* [Consignes de travail]
A - Les affirmations suivantes sont-elles conformes à l'extrait de décision ci-dessous ? (i) La note en délibéré a été enregistrée après la clôture de l'instruction. (ii) L'arrêté fixant le montant du plafond a été pris le 2 juillet 2025. (iii) Le dispositif de l'article L. 313-23-3 vise aussi les missions assurées par des infirmiers. Répondez par oui ou non à chacune, en citant les mots décisifs de l'extrait.
B - D'après l'extrait de décision ci-dessous, de quelle loi relève l'article 70 qui a modifié l'article L. 6146-3 du code de la santé publique ?
C - Présentez sous forme de liste le paragraphe de l'extrait de décision ci-dessous qui commence par « L'article 70 de la loi du 28 février 2025 », en gardant ses faits principaux.

* [Extrait du document]
● ● ● ●

Vu la note en délibéré produite par la ministre de la santé, des familles, de l'autonomie et des personnes handicapées, enregistrée le 4 décembre 2025 après la clôture de l'instruction sous le n° 509575 ;


Considérant ce qui suit :

1. Aux termes de l'article L. 521-1 du code de justice administrative : " Quand une décision administrative, même de rejet, fait l'objet d'une requête en annulation ou en réformation, le juge des référés, saisi d'une demande en ce sens, peut ordonner la suspension de l'exécution de cette décision, ou de certains de ses effets, lorsque l'urgence le justifie et qu'il est fait état d'un moyen propre à créer, en l'état de l'instruction, un doute sérieux quant à la légalité de la décision ".

2. L'article 70 de la loi du 28 février 2025 de finances pour 2025, d'une part, a modifié l'article L. 6146-3 du code de la santé publique pour préciser certains éléments du dispositif de plafonnement des dépenses susceptibles d'être engagées pour les missions de travail temporaire assurées par des médecins, odontologistes et pharmaciens auxquelles peuvent avoir recours les établissements publics de santé et pour étendre ce dispositif aux missions de travail temporaires assurées dans ces établissements par des sage-femmes et des professionnels relevant du livre III de la quatrième partie du même code et, d'autre part, a rétabli dans le code de l'action sociale et des familles un article L. 313-23-3 instituant le même dispositif de plafonnement des dépenses pour les missions de travail temporaire assurées par des médecins, des infirmiers, des aides-soignants, des éducateurs spécialisés, des assistants de service social, des moniteurs-éducateurs et des accompagnants éducatifs et sociaux auxquelles peuvent avoir recours les établissements et services sociaux et médico-sociaux relevant des 1°, 2°, 4°, 6° et 7° du I de l'article L. 312-1 du même code.

3. Pour l'application de ces dispositions, le décret du 2 juillet 2025 relatif au plafond des dépenses engagées au titre d'une mission de travail temporaire par un établissement public de santé, un établissement ou service social et médico-social a, par des dispositions codifiées aux articles R. 6146-26, R. 6146-27 et R. 6146-28 du code de la santé publique et aux articles R. 313-30-8, R. 313-30-9 et R. 313-30-10 du code de l'action sociale et des familles, défini les conditions dans lesquelles sont déterminés, par arrêté conjoint du ministre chargé de la santé, du ministre chargé des affaires sociales et du ministre chargé du budget, les catégories de professionnels pour lesquelles le plafonnement est mis en oeuvre et le montant des plafonds applicables. Sur ce fondement, le ministre auprès de la ministre du travail, de la santé, des solidarités et des familles, chargé de la santé et de l'accès aux soins, la ministre déléguée auprès de la ministre du travail, de la santé, des solidarités et des familles, chargée de l'autonomie et du handicap, et la ministre auprès du ministre de l'économie, des finances et de la souveraineté industrielle et numérique, chargée des comptes publics ont pris, le 5 septembre 2025, un arrêté fixant le montant du plafond des dépenses engagées par un établissement public de santé et par un établissement ou service social et médico-social au titre d'une mission de travail temporaire et le périmètre des qualifications concernées.

● ● ● ●

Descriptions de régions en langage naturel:

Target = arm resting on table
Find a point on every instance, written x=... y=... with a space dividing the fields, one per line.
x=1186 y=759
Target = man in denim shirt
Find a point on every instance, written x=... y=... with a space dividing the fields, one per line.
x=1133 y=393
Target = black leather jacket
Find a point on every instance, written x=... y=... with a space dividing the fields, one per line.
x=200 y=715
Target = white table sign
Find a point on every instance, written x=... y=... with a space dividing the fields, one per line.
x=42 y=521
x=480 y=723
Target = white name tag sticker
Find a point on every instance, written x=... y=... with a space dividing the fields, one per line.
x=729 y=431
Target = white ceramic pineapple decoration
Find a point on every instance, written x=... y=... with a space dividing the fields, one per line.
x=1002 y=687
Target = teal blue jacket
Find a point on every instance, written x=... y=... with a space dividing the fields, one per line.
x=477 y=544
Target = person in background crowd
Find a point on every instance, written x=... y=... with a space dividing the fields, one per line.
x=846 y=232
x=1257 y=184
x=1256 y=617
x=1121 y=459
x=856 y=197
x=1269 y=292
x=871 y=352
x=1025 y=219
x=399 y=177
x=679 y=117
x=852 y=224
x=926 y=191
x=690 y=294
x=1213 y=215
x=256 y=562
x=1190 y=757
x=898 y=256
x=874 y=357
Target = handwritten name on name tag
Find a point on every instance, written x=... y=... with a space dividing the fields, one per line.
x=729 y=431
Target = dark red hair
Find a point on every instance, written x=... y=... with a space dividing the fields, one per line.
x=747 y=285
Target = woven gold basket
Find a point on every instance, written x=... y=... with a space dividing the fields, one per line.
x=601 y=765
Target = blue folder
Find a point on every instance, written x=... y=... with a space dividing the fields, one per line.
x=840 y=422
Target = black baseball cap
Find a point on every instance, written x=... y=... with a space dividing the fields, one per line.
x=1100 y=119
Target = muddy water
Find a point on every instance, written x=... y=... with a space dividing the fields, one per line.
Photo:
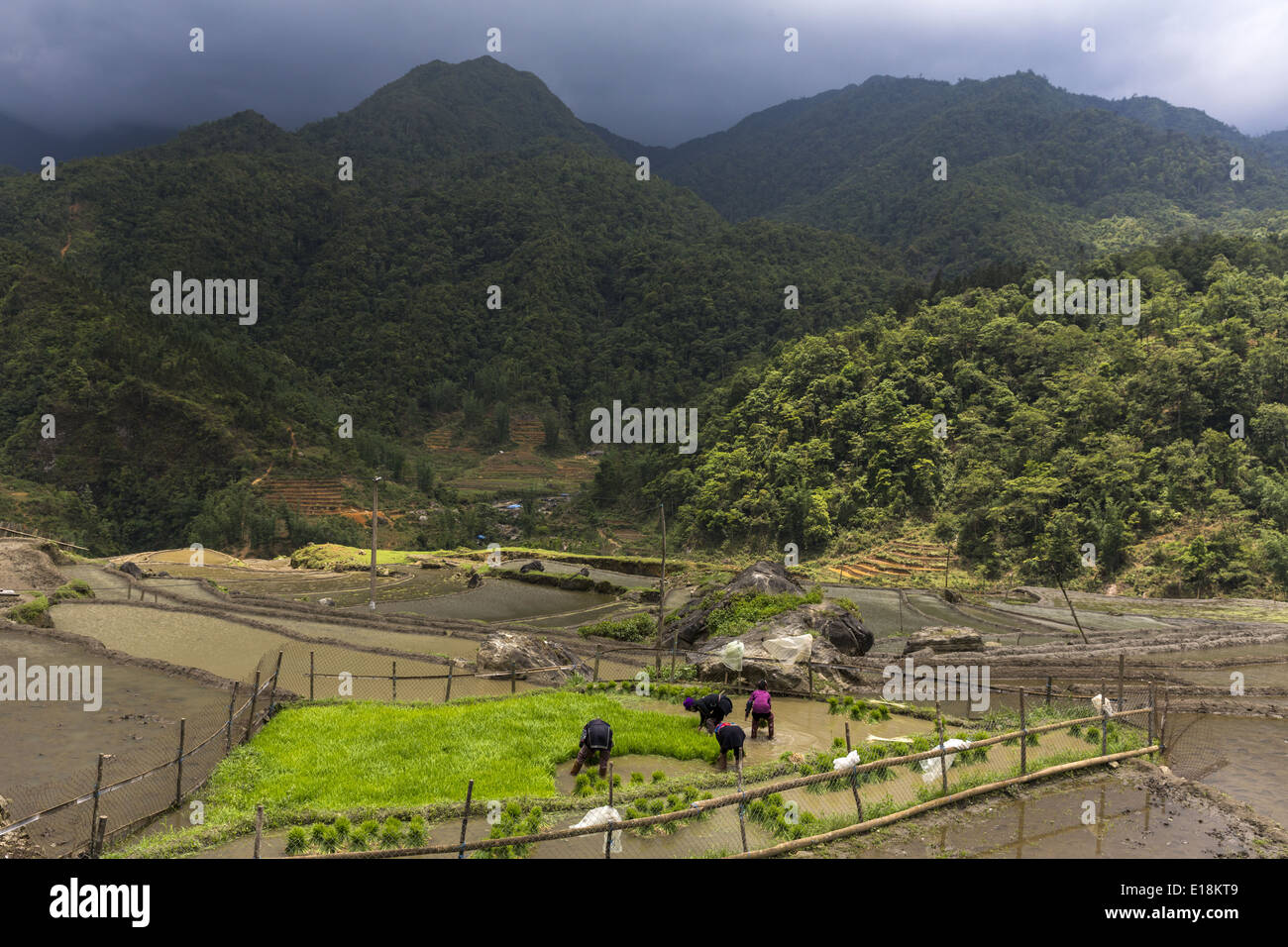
x=56 y=740
x=1132 y=823
x=500 y=600
x=233 y=651
x=1245 y=757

● ● ● ●

* [Réponses par tâche]
A -
(i) Oui : « enregistrée le 4 décembre 2025 après la clôture de l'instruction »
(ii) Non : « ont pris, le 5 septembre 2025, un arrêté »
(iii) Oui : « des médecins, des infirmiers, des aides-soignants »

B - De la loi du 28 février 2025 de finances pour 2025.

C -
L'article 70 de la loi du 28 février 2025 de finances pour 2025 :
- modifie l'article L. 6146-3 du code de la santé publique pour préciser le plafonnement des dépenses liées aux missions de travail temporaire de médecins, odontologistes et pharmaciens dans les établissements publics de santé ;
- étend ce plafonnement aux missions de travail temporaire assurées dans ces établissements par des sage-femmes et par des professionnels relevant du livre III de la quatrième partie de ce code ;
- rétablit dans le code de l'action sociale et des familles l'article L. 313-23-3. Cet article institue le même plafonnement pour les missions de travail temporaire de médecins, infirmiers, aides-soignants, éducateurs spécialisés, assistants de service social, moniteurs-éducateurs et accompagnants éducatifs et sociaux. Il vise les établissements et services sociaux et médico-sociaux relevant des 1°, 2°, 4°, 6° et 7° du I de l'article L. 312-1.